• **What the exercise asks**
How many lines in the entries below contain the word "branch"? Reply with the number alone.

• **Task input**
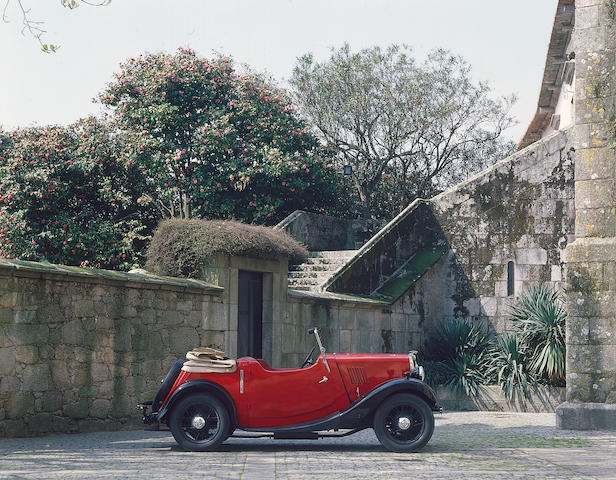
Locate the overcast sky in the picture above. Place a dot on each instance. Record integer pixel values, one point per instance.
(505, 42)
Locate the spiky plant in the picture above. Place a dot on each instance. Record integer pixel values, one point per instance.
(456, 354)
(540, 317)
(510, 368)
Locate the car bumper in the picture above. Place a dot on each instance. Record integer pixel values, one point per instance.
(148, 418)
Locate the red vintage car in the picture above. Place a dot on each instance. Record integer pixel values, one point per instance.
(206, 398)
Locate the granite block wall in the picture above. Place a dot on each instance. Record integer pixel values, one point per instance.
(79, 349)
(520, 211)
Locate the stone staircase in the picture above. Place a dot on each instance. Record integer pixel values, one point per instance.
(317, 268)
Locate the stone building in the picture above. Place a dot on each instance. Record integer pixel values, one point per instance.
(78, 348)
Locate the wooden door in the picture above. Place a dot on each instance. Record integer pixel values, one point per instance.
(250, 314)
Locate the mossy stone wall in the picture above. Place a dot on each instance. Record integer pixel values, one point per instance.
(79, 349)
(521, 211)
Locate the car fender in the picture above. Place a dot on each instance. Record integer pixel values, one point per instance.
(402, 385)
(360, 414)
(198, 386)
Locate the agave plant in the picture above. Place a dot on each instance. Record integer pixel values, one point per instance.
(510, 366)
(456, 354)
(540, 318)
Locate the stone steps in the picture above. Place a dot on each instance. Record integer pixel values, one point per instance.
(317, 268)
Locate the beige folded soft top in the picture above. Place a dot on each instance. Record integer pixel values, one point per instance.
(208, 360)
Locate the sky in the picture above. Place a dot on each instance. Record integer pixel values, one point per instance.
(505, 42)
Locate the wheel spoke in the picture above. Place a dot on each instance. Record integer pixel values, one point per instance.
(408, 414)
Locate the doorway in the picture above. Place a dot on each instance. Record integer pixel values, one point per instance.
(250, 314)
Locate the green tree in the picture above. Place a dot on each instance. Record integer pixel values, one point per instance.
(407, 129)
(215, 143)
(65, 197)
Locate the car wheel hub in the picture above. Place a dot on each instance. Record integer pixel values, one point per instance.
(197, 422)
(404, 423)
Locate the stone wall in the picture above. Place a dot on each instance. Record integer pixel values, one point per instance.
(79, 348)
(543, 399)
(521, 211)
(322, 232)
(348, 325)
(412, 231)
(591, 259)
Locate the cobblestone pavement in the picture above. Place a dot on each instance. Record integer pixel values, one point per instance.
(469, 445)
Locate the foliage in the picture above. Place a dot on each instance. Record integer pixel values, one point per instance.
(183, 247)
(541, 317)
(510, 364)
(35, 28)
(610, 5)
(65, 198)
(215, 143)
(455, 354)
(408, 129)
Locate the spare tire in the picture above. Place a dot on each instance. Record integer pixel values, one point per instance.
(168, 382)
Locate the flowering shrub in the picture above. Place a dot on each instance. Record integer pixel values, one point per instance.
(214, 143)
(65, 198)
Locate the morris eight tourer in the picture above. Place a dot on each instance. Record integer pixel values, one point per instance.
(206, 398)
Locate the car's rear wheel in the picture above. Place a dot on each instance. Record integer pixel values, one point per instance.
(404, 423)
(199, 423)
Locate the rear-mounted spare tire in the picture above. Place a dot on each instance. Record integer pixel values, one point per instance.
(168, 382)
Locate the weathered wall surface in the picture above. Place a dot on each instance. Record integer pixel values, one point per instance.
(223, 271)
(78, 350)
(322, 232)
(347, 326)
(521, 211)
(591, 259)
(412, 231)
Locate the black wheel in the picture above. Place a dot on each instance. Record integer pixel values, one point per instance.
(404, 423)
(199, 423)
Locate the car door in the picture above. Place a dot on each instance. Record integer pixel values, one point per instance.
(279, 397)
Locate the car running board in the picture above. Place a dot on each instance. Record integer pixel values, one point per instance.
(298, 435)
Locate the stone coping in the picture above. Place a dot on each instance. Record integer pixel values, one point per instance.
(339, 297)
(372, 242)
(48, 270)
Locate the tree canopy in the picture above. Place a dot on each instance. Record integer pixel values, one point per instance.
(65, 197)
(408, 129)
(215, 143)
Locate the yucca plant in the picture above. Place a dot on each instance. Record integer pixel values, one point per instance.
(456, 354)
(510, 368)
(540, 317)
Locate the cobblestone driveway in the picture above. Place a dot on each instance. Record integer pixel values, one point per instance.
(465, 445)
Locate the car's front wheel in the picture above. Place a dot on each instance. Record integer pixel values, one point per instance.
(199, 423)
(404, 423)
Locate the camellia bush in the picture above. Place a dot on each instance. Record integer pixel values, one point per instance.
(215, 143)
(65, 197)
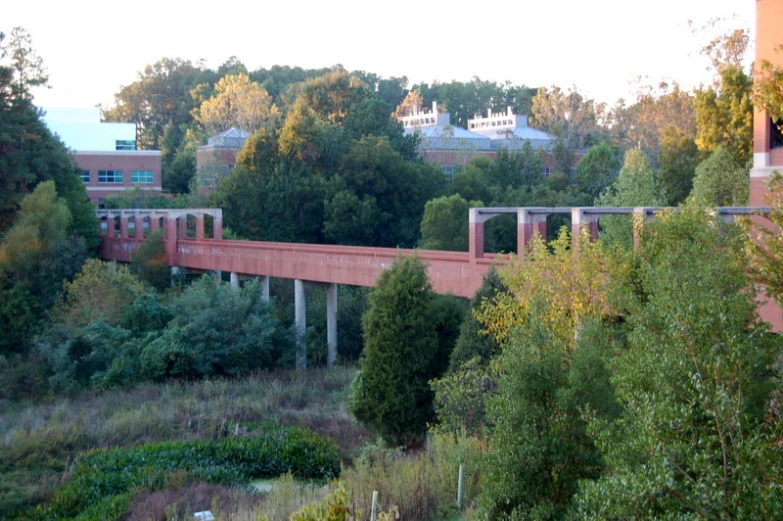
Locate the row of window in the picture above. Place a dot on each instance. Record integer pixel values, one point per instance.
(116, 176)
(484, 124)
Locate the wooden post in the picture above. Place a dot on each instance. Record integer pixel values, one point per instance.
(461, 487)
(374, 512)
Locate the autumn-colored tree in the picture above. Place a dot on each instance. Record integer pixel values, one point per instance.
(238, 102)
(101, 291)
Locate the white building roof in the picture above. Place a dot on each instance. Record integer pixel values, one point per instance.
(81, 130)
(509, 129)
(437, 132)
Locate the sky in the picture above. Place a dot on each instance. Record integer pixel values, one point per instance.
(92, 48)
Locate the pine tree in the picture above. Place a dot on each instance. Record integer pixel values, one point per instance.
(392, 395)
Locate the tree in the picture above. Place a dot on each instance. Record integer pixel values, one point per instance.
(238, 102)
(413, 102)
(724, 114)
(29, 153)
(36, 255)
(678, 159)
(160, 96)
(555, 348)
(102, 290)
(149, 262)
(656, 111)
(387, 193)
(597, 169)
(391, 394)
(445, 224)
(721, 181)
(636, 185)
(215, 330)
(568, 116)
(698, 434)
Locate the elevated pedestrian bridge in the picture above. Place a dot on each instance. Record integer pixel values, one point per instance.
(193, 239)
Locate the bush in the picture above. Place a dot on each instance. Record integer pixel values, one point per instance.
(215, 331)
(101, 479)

---

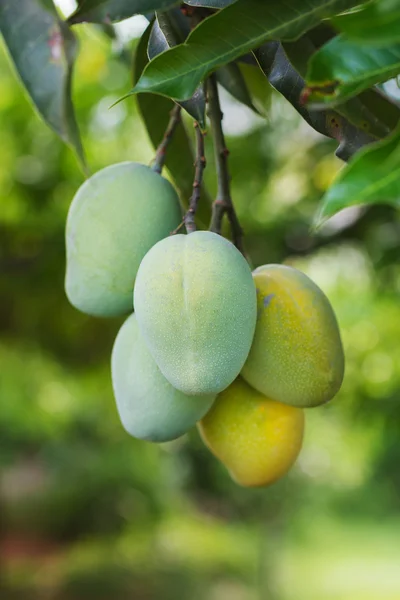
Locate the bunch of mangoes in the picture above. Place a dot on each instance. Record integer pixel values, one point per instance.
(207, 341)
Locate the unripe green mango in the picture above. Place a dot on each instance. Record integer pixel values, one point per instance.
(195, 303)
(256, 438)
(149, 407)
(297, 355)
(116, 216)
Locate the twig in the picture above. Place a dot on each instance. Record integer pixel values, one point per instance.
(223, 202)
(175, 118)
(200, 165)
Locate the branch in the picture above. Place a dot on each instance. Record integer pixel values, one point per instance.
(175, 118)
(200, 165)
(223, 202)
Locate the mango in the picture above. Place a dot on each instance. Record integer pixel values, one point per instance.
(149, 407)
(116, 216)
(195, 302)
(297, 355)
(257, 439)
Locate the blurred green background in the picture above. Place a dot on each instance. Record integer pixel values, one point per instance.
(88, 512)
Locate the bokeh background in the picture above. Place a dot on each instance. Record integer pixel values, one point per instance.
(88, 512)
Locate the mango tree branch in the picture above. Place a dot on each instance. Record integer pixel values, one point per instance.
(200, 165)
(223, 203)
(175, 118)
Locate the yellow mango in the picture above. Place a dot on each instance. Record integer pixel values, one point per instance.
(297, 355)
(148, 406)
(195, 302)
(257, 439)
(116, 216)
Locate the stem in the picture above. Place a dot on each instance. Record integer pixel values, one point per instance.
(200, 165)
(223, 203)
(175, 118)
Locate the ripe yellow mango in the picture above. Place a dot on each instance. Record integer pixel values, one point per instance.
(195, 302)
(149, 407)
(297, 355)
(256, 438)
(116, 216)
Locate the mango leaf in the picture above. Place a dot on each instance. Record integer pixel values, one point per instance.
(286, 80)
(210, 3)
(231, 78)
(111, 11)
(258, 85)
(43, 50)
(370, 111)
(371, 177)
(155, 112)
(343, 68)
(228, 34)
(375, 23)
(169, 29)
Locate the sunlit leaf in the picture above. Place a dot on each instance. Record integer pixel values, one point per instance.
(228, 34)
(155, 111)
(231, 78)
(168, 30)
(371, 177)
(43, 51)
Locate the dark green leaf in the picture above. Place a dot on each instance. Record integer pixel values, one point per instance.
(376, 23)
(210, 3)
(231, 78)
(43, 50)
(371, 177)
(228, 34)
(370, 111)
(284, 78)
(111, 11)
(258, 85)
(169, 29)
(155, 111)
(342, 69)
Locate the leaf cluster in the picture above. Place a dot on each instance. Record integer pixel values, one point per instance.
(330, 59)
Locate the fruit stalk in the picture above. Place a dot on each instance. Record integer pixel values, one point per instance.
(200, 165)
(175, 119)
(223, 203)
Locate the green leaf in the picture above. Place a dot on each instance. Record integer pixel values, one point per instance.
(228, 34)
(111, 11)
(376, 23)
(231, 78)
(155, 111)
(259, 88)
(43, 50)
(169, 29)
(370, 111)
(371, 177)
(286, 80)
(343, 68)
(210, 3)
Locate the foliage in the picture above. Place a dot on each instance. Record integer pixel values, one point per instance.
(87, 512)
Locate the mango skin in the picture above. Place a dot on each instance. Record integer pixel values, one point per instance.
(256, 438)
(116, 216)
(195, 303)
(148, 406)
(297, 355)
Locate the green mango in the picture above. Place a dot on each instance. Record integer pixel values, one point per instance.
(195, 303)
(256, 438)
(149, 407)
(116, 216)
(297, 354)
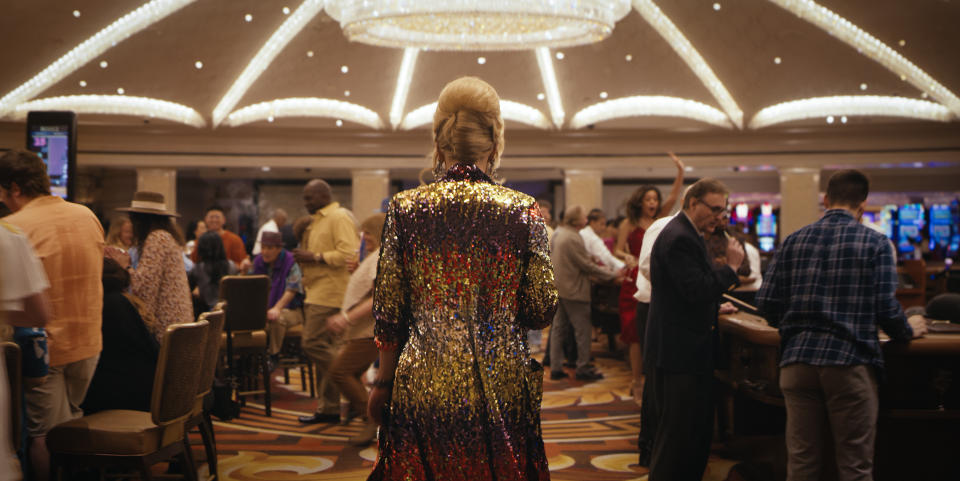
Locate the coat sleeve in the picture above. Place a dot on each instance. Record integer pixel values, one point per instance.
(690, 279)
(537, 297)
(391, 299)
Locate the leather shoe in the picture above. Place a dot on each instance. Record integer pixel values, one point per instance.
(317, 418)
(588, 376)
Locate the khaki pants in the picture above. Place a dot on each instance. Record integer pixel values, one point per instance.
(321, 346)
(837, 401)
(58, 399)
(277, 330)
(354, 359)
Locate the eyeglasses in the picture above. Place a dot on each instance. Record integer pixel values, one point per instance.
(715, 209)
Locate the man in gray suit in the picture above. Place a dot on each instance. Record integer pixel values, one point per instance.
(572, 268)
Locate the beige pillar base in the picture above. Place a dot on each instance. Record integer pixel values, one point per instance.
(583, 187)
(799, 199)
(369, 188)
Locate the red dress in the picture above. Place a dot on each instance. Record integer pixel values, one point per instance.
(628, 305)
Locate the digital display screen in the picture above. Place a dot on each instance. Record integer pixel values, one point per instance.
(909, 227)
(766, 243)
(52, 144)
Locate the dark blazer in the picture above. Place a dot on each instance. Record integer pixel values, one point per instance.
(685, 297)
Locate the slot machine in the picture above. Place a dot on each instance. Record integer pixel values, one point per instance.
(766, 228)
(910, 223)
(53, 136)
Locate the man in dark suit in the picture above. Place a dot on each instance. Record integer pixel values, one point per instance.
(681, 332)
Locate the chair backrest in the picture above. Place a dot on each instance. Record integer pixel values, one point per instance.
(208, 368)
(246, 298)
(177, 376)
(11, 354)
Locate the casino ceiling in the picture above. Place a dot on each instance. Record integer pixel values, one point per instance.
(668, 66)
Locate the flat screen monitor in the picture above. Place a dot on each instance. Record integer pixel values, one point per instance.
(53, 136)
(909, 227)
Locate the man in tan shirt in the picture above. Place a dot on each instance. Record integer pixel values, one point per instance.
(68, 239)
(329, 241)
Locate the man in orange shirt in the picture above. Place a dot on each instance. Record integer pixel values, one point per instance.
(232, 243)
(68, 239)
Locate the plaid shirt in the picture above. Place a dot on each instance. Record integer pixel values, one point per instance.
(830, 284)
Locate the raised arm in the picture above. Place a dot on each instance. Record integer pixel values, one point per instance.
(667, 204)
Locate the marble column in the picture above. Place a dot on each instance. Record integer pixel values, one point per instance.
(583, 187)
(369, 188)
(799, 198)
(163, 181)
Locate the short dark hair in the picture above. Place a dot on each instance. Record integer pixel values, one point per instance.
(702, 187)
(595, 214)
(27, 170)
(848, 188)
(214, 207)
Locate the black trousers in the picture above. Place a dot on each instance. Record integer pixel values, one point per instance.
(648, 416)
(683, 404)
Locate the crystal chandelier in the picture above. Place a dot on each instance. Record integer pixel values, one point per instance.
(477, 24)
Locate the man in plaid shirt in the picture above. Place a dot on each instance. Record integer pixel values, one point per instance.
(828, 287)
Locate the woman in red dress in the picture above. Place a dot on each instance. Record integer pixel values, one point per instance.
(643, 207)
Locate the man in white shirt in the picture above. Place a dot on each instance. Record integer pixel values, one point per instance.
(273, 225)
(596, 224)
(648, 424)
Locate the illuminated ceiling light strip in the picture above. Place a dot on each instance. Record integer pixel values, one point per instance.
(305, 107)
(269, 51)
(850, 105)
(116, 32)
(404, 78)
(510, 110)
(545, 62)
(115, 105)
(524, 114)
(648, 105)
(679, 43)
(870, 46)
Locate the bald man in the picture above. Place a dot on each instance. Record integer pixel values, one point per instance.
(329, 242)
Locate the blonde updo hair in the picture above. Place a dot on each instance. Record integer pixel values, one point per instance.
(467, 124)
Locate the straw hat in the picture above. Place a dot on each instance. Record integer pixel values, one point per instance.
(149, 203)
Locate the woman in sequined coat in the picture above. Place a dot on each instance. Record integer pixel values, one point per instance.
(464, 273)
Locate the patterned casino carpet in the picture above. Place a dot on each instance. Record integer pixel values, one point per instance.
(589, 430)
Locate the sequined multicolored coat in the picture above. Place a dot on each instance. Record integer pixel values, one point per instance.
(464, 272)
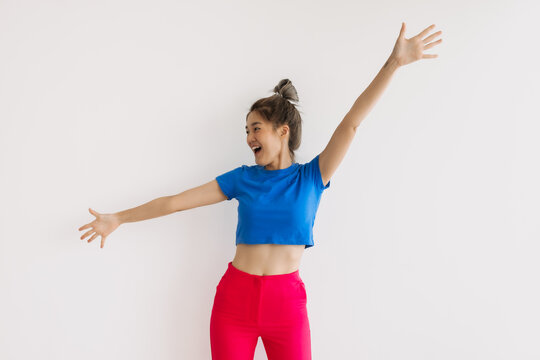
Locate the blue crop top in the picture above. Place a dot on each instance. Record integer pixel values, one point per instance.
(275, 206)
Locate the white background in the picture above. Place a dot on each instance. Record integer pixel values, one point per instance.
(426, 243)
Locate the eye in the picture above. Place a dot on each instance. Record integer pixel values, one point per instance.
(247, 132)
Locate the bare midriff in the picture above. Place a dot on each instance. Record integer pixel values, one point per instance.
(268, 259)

• **Exercise answer**
2